OBJECTIVE 1:
Format every line of the records further down, not the text, as a Markdown table with the columns n and Line, where n gives the row number. Leave out blank lines and the pictures.

TEXT:
=-=-=

If you are a UT Volunteers fan (or if you are from Knoxville, or if you have even just watched a UT football game), you might have noticed a tradition where a prayer is offered prior to kickoff.  We are not talking about a moment of silence here, but an actual prayer.  Well, recently this UT tradition has drawn heat from an organization called the Freedom from Religion Foundation and a cease-and-desist letter has been issued to UT’s Chancellor Jimmy Cheek.

So why is this foundation complaining about the pre-game prayer tradition?  Going all the way to the highest law of the land, part of the First Amendment to the U.S. Constitution is referred to as The Establishment Clause.  This clause prohibits the Government from establishing a national religion or from showing preference to one religion over another.  It can be argued (and has been arguedd by the Freedom from Religion Foundation) that a prayer led by any government official, even a public school teacher, shows preference for a religion and therefore is unconstitutional under the First Amendment.

=-=-=

OBJECTIVE 2:
According to the passage on the UT pre-game prayer, why does the Freedom from Religion Foundation object to the tradition? Answer in one to three sentences.

=-=-=

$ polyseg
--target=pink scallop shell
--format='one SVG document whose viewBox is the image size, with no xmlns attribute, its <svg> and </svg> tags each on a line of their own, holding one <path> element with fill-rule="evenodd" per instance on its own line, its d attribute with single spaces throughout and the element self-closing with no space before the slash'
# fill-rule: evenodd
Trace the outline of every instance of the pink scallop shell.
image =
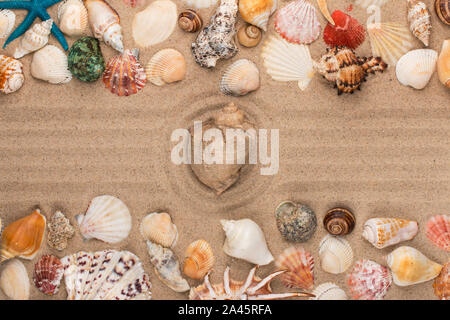
<svg viewBox="0 0 450 320">
<path fill-rule="evenodd" d="M 316 8 L 309 1 L 293 1 L 275 17 L 275 30 L 291 43 L 309 44 L 319 37 L 321 29 Z"/>
</svg>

=-=-=

TASK ANSWER 1:
| n | Line |
|---|---|
| 1 | $ polyseg |
| 2 | --target=pink scallop shell |
| 3 | --format='one SVG document whose viewBox is the image size, with no xmlns attribute, its <svg> and </svg> tags each on a line of their own, holding one <path> element with fill-rule="evenodd" per instance on its own line, its d attribute with single spaces throughout and the element self-closing with no space before the slash' |
| 4 | # fill-rule: evenodd |
| 5 | Trace the outline of every instance of the pink scallop shell. |
| 6 | image = |
| 7 | <svg viewBox="0 0 450 320"> |
| 8 | <path fill-rule="evenodd" d="M 316 8 L 309 1 L 293 1 L 275 17 L 275 30 L 291 43 L 309 44 L 319 37 L 321 29 Z"/> |
| 9 | </svg> |

TASK ANSWER 2:
The foundation objects because the Establishment Clause of the First Amendment bars the government from establishing a national religion or favoring one religion over another. It argues that a prayer led by any government official, even a public school teacher, shows preference for a religion and is therefore unconstitutional.